DIRECTIVE: Can you lay out the stretch of the listing below, from the line containing "of the white" through the end of the listing, as a JSON list of strings with one string per line and blank lines omitted?

INPUT DATA:

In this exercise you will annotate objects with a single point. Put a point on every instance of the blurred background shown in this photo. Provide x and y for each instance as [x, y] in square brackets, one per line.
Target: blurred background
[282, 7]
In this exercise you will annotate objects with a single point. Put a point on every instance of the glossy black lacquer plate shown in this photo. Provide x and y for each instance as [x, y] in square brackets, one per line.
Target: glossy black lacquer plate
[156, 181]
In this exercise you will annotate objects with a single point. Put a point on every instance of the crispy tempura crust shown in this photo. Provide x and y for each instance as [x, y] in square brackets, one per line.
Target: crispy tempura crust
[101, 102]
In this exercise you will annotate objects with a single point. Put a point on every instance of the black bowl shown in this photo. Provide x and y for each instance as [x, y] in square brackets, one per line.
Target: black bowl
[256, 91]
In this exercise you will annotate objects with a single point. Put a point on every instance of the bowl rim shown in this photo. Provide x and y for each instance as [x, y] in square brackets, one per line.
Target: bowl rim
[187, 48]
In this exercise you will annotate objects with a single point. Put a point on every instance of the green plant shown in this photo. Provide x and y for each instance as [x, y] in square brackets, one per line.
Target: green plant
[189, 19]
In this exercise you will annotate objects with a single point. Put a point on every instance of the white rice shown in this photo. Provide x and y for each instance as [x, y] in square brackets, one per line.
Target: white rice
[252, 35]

TASK ANSWER:
[
  "In this exercise you will annotate objects with a single point. Put a point on every instance of the white rice shown in this photo. Provide x and y for each instance as [x, y] in square brackets, one per line.",
  "Target: white rice",
  "[252, 35]"
]